### Raw records
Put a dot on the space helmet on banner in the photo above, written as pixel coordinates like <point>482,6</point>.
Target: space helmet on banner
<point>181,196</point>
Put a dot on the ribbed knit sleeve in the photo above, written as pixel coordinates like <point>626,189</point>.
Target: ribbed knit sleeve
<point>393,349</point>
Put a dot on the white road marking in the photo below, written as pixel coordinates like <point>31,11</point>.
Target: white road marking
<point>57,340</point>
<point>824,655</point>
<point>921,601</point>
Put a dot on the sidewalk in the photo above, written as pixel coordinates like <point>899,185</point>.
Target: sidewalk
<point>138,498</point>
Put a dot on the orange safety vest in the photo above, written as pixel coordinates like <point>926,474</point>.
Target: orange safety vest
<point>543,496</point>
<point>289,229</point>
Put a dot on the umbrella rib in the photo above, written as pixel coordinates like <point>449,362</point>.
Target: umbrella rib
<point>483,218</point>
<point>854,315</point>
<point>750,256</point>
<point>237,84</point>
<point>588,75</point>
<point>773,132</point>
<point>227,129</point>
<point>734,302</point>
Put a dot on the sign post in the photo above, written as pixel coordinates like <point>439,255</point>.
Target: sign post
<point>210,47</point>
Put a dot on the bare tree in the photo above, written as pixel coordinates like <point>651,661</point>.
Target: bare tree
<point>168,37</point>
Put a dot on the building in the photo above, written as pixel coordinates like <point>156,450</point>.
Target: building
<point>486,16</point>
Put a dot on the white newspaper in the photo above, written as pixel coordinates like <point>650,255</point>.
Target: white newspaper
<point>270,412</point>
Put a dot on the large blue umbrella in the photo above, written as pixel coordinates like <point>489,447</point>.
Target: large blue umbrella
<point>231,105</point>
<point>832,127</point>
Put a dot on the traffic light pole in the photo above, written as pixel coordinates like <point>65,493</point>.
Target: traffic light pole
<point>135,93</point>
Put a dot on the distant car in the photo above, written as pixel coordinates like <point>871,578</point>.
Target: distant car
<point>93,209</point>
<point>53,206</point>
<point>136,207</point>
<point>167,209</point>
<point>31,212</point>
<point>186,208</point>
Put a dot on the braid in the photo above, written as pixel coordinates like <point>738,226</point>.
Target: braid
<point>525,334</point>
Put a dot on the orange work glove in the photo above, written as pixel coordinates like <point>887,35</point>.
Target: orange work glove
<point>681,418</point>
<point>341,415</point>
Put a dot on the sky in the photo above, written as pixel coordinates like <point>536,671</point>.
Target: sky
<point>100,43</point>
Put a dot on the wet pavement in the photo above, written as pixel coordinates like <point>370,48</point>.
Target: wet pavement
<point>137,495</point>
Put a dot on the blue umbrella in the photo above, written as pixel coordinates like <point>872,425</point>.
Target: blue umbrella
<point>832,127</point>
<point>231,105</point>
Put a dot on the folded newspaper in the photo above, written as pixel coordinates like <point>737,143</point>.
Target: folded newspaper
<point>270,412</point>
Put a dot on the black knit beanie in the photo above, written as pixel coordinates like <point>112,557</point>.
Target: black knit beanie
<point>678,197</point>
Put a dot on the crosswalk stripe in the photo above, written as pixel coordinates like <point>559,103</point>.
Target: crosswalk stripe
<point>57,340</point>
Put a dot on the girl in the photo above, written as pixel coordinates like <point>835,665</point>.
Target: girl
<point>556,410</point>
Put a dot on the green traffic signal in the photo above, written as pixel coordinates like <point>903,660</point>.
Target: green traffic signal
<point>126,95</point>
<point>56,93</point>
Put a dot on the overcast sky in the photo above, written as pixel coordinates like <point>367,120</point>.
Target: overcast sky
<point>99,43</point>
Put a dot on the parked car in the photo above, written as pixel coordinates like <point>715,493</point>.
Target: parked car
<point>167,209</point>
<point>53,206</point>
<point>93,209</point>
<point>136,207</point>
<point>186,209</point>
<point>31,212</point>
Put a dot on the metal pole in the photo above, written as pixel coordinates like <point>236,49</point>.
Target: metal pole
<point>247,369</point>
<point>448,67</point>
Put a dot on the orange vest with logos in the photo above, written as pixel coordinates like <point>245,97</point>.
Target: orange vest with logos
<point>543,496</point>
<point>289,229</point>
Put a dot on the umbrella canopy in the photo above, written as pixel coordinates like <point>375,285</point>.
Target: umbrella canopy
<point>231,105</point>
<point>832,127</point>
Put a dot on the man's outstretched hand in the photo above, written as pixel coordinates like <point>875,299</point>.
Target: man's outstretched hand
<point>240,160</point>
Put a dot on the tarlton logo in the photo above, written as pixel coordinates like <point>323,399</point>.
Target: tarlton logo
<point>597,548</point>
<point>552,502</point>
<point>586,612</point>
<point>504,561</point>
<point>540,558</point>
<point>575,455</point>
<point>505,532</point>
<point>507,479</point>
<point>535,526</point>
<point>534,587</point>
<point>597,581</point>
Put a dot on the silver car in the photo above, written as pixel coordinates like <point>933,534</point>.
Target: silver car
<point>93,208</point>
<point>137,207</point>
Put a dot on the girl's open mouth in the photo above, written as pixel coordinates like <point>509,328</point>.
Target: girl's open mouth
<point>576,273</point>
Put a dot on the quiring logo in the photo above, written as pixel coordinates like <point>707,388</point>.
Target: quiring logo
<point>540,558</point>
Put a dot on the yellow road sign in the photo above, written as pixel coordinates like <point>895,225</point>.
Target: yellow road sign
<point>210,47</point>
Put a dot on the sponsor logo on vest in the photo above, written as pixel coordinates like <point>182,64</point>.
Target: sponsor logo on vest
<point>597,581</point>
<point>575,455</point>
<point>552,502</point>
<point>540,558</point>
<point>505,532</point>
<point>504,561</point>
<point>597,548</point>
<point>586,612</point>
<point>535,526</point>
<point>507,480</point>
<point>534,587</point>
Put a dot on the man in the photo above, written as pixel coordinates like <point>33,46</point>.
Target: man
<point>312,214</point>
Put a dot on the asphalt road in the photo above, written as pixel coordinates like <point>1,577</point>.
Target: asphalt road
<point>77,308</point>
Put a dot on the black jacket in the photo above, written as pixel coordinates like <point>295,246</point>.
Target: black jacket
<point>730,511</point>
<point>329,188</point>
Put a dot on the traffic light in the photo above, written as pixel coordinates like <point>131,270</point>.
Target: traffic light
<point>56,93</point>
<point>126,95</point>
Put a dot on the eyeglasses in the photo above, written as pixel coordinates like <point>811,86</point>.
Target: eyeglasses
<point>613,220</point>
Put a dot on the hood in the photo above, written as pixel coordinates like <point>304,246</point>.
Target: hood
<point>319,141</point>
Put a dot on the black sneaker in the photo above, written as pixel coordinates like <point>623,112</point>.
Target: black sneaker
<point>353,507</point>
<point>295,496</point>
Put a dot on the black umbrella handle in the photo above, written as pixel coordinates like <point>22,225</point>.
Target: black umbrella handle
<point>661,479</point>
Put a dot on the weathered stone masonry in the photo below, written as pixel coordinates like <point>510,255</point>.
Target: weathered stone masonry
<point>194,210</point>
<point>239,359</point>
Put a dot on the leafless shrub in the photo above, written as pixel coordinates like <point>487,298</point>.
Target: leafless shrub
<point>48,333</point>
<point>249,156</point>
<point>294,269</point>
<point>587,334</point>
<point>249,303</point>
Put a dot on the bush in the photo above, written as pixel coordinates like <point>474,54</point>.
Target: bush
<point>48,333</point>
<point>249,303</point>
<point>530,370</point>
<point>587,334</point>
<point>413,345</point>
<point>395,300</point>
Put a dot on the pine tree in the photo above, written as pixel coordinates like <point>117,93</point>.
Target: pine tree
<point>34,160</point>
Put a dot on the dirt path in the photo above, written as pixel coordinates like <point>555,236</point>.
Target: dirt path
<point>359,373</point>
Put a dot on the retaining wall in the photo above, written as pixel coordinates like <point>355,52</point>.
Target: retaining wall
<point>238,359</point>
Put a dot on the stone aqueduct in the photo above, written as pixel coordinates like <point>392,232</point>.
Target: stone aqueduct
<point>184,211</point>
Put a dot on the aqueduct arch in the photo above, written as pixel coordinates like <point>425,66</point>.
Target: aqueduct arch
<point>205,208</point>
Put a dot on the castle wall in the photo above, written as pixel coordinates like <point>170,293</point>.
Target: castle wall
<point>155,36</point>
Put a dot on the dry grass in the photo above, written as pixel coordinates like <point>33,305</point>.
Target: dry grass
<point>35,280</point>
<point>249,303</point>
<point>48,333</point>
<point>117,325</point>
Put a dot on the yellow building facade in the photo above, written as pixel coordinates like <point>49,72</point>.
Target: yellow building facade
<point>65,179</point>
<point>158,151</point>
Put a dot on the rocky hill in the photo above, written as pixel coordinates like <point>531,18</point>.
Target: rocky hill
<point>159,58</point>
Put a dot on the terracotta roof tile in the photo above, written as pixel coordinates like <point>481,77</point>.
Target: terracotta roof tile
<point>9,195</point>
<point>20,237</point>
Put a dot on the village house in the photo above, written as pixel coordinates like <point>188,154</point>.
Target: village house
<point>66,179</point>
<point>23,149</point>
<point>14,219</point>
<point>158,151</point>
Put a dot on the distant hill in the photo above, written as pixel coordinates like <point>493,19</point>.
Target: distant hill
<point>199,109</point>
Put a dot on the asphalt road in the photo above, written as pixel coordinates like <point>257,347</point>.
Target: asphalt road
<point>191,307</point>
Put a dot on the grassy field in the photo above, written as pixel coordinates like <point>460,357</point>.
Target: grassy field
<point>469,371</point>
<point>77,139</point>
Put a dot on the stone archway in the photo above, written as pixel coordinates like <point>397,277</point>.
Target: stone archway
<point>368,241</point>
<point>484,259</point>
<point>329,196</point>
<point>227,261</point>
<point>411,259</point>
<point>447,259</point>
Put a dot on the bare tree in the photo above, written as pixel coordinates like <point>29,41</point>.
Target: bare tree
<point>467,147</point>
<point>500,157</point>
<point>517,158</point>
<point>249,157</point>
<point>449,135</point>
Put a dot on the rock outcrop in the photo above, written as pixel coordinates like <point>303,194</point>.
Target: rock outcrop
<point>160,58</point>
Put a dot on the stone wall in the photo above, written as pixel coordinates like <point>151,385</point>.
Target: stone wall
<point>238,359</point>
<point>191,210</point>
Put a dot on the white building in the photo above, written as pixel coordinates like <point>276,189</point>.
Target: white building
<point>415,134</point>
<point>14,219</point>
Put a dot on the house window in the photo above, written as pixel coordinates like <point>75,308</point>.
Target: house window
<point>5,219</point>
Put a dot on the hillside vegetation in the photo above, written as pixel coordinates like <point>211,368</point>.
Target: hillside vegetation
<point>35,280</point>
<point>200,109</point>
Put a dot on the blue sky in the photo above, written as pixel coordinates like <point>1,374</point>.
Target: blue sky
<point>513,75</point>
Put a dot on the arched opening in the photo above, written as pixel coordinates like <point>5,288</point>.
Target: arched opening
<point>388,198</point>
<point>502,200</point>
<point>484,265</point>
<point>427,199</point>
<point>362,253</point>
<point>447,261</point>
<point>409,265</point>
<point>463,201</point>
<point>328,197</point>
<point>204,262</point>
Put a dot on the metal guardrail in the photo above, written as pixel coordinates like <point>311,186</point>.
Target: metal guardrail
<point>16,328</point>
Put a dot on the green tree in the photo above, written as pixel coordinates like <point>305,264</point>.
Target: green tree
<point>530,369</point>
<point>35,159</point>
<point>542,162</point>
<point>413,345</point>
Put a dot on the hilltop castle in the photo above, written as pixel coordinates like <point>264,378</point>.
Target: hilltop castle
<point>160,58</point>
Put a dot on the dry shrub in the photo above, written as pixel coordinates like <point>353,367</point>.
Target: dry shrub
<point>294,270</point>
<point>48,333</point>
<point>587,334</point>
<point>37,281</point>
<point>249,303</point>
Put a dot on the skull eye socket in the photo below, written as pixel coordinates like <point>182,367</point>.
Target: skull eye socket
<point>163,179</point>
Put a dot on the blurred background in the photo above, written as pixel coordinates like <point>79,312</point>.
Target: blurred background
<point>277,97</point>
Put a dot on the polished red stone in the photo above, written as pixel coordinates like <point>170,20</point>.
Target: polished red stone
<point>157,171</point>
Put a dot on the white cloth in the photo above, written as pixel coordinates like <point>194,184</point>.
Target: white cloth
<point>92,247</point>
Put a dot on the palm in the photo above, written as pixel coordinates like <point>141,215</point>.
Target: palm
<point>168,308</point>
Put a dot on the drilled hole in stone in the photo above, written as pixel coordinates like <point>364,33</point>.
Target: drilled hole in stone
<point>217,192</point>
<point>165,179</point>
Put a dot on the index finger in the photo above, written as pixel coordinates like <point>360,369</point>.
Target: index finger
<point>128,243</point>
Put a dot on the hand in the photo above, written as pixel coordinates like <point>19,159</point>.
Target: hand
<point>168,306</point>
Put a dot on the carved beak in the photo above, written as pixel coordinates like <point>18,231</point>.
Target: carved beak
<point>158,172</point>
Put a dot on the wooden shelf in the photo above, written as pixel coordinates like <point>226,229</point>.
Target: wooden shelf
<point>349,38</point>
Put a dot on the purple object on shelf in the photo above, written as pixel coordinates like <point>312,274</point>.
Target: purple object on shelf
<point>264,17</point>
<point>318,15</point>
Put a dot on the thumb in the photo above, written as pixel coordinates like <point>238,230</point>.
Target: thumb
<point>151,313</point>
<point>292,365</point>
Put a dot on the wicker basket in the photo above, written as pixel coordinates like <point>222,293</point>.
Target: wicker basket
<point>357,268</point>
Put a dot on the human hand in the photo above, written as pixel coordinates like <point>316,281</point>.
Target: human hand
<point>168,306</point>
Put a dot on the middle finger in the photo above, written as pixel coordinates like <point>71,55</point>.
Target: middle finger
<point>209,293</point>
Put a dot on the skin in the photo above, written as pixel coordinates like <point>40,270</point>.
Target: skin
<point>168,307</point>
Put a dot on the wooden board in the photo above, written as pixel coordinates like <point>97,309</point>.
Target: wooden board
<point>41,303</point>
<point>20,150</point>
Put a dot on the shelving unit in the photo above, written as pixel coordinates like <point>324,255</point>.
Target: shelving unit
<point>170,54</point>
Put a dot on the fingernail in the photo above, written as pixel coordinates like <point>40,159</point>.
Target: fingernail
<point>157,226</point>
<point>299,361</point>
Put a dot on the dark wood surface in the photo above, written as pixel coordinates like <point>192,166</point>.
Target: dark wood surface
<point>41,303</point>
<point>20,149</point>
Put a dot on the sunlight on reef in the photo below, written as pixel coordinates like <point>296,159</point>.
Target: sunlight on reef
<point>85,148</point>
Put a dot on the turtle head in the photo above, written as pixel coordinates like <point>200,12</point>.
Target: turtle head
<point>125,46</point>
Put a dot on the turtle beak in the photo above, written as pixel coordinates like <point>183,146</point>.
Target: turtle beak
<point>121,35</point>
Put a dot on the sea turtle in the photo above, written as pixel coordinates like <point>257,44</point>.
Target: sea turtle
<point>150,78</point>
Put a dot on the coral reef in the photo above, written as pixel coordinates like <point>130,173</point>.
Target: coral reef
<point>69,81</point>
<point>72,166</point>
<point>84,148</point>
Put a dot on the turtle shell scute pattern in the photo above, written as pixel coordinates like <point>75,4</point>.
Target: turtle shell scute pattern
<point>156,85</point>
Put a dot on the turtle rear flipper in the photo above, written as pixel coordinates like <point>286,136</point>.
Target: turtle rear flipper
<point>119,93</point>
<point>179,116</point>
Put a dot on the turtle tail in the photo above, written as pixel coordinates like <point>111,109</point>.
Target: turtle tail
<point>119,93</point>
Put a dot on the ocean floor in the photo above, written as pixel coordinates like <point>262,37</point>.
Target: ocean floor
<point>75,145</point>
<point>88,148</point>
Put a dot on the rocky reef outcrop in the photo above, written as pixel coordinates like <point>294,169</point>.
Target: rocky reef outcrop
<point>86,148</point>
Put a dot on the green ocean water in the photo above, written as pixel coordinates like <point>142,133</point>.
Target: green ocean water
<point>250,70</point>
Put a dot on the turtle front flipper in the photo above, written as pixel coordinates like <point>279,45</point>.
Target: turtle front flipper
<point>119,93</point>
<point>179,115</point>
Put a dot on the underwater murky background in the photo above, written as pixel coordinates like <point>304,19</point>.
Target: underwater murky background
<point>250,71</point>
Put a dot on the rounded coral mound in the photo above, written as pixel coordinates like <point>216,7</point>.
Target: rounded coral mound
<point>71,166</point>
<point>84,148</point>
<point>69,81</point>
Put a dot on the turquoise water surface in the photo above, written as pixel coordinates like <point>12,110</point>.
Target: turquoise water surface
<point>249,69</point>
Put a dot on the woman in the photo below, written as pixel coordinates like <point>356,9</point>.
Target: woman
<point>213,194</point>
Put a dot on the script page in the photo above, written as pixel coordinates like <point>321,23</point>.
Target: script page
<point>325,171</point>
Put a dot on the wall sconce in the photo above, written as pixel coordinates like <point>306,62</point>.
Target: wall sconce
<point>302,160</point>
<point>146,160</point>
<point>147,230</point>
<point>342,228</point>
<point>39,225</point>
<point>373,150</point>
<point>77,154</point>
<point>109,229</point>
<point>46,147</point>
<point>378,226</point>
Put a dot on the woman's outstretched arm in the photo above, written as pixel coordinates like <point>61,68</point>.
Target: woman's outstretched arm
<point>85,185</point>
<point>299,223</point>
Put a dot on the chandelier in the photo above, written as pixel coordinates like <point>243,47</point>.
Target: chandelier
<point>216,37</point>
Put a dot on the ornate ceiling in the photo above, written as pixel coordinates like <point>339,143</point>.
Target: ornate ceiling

### Task prompt
Reproduce verbatim the lines above, from the line with "Put a dot on the parked" to the line with "<point>186,209</point>", including both of those lines.

### Final answer
Put a dot on the parked car in the photo above, written as pixel coordinates like <point>715,493</point>.
Target: parked car
<point>167,209</point>
<point>53,206</point>
<point>93,209</point>
<point>136,207</point>
<point>186,209</point>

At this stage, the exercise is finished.